Records supplied |

— Begin —

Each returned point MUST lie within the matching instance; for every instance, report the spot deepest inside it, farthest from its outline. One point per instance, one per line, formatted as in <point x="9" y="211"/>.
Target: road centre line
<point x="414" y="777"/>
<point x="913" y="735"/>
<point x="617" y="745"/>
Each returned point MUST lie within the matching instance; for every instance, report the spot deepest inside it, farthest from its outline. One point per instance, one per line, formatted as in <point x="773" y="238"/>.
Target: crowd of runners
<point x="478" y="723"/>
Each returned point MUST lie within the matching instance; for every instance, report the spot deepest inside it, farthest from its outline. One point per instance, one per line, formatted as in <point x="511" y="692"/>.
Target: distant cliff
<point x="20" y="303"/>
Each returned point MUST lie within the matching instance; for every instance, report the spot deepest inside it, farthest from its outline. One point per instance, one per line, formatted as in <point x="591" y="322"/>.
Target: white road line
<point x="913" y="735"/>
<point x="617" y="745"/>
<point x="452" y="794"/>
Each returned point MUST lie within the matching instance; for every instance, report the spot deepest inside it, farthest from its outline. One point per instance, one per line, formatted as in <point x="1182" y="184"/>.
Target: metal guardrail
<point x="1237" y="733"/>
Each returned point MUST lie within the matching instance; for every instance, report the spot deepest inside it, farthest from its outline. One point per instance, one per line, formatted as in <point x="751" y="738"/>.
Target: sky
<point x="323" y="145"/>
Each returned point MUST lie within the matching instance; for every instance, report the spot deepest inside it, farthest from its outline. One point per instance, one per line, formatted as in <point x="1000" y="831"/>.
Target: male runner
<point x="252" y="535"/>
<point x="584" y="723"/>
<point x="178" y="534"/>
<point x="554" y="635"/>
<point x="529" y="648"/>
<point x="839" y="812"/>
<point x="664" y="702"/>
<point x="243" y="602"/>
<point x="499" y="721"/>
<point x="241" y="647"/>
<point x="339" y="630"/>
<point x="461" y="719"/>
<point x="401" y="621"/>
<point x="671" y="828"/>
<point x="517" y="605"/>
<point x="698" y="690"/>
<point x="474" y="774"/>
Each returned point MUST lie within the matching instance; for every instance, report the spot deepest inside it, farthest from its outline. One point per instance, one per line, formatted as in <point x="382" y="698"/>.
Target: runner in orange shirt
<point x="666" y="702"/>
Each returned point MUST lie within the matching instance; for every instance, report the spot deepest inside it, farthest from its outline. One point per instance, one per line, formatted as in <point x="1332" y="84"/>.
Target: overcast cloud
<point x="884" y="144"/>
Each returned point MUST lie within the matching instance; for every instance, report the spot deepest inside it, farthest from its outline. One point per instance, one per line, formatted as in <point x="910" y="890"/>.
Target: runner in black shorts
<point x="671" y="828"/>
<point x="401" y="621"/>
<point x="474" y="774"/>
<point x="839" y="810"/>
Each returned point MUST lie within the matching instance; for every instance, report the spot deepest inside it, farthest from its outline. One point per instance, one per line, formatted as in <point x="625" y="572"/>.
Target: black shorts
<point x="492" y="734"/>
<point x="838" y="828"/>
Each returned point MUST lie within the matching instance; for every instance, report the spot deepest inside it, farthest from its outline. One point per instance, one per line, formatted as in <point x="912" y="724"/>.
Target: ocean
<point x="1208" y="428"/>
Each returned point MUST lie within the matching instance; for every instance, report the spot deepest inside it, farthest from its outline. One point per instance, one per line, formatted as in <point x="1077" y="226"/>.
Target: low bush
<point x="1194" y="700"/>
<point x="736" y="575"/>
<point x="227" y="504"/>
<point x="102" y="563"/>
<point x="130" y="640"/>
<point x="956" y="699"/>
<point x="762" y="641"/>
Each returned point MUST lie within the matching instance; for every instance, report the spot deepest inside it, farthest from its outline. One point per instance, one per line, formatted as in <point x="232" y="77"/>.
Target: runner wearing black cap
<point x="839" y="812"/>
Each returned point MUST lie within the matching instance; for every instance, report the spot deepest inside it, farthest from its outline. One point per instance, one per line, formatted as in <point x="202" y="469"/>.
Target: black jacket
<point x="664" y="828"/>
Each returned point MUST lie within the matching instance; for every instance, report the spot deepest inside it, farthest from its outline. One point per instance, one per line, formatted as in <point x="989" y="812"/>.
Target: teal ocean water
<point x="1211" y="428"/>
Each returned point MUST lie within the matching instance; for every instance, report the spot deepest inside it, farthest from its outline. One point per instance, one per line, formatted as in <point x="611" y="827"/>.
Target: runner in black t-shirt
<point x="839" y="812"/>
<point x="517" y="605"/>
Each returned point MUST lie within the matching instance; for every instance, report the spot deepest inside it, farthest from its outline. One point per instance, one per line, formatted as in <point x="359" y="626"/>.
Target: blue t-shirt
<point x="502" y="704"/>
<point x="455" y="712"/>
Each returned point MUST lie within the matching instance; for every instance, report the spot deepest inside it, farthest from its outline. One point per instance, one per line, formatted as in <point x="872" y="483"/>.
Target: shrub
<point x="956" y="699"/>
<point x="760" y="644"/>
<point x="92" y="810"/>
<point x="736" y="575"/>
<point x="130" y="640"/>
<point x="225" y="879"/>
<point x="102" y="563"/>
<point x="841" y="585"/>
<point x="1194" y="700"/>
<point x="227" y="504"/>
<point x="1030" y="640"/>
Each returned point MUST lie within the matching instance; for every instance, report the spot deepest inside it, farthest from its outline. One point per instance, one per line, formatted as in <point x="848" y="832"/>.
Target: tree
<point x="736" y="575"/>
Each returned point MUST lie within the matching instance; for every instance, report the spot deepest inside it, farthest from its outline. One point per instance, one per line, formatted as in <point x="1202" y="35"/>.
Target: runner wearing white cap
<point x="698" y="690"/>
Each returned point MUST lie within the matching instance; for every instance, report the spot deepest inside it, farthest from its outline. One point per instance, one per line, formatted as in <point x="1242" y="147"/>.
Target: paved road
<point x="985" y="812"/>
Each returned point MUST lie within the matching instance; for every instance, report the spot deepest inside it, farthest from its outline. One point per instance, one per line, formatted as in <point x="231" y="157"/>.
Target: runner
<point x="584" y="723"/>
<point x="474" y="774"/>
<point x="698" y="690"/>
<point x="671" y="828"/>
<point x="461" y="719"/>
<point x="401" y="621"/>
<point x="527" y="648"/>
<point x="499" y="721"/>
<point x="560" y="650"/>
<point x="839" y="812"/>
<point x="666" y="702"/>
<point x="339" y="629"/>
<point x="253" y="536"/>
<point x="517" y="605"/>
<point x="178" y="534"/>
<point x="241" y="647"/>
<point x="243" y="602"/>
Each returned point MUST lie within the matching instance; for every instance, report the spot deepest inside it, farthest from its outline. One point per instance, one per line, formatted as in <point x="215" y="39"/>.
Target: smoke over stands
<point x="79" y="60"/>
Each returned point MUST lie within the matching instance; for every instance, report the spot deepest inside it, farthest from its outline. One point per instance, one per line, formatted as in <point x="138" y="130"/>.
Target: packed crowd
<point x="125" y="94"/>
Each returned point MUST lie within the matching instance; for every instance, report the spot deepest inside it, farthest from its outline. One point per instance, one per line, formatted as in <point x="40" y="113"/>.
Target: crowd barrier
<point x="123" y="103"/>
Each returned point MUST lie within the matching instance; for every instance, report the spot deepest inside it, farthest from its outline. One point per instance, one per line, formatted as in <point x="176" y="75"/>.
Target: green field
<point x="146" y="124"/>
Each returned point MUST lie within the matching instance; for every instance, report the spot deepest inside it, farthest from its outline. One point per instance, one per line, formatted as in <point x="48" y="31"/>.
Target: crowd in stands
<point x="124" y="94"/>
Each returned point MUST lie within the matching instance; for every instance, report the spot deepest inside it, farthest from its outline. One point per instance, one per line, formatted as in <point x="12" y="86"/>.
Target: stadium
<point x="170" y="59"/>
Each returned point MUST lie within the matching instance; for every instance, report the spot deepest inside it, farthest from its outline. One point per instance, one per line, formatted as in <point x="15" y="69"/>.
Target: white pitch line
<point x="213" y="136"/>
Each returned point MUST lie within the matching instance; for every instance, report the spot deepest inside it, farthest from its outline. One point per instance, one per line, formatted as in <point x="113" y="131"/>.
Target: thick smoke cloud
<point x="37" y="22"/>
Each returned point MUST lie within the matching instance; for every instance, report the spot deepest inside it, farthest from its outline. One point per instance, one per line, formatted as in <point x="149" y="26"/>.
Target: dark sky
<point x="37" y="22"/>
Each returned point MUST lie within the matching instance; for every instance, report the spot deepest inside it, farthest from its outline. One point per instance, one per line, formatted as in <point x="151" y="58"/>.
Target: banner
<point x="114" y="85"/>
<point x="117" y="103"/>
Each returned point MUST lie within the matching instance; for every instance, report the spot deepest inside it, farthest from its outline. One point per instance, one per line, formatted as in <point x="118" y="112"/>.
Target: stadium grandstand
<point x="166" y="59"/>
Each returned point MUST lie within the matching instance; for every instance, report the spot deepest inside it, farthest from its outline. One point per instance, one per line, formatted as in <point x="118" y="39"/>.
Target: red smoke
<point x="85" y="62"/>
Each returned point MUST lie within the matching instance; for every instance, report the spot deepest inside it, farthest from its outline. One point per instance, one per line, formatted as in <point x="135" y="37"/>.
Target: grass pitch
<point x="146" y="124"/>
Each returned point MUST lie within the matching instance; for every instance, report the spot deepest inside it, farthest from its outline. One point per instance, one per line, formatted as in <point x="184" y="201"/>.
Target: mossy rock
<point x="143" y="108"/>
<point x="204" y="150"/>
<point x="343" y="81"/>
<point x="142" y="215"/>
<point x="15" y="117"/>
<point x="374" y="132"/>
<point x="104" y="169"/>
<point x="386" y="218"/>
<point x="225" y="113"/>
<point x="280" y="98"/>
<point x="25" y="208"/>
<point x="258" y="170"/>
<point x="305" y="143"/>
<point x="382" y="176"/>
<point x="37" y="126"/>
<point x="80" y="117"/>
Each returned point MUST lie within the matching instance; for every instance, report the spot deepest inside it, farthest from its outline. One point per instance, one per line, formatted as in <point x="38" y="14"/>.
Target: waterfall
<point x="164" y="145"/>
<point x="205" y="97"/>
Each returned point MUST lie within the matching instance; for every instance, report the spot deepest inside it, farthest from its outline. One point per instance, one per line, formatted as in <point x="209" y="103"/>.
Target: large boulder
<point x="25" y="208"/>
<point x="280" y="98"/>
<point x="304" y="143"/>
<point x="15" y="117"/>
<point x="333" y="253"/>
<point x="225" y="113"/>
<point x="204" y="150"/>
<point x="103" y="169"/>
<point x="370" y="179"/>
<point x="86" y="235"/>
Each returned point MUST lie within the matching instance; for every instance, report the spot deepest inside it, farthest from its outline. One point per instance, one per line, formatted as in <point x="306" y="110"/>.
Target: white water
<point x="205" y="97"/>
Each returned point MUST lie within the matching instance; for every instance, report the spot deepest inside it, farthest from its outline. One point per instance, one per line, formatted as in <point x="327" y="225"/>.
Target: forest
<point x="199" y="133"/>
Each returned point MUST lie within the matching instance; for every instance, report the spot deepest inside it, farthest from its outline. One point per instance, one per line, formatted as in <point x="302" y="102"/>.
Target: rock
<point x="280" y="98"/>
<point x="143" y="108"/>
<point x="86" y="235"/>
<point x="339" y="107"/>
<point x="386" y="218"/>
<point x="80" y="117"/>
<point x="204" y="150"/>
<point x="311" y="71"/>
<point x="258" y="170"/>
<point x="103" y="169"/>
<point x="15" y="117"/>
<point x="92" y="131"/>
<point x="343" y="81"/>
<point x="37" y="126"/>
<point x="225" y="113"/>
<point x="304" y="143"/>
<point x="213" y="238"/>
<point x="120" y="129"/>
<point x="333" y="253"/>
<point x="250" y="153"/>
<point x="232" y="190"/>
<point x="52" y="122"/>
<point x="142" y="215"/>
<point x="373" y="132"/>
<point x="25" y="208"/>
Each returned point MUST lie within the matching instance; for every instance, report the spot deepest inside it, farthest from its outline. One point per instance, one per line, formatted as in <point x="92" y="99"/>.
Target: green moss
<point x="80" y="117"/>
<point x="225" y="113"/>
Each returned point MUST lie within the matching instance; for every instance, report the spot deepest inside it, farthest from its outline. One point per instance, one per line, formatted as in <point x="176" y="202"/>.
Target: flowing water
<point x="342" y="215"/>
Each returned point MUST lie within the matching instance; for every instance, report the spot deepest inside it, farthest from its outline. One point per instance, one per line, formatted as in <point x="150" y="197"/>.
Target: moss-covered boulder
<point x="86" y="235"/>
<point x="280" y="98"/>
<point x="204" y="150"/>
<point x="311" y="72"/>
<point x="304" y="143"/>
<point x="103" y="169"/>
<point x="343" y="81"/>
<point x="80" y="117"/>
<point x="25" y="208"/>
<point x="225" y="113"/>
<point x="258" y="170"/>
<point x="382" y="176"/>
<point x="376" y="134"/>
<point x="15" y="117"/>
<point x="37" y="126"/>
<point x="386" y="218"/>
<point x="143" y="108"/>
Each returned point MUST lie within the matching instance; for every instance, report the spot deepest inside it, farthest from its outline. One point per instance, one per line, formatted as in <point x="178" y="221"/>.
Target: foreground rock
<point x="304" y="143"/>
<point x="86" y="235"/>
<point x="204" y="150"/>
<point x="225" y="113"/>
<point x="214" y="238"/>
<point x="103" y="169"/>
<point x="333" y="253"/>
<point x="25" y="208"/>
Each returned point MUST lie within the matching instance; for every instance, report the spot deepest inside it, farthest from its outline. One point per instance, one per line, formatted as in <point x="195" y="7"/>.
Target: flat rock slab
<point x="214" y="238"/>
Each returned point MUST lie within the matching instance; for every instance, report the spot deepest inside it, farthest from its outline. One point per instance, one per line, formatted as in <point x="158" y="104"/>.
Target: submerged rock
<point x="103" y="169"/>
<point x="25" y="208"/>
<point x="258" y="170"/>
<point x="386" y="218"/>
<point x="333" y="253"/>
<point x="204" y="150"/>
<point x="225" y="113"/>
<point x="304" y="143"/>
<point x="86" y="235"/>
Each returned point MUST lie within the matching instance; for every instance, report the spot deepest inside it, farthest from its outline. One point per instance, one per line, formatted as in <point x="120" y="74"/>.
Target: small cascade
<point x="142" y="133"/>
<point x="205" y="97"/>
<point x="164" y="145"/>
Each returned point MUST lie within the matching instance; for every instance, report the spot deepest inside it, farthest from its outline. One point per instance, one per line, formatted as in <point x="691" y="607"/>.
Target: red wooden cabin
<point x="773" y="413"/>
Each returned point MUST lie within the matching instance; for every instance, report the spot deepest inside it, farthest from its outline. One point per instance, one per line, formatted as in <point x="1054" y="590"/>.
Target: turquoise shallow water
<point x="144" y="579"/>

— End —

What you need to do |
Find each line in the records above that contains the string "cloud" and copy it in full.

Expected answer |
Target: overcast cloud
Target: thick smoke cloud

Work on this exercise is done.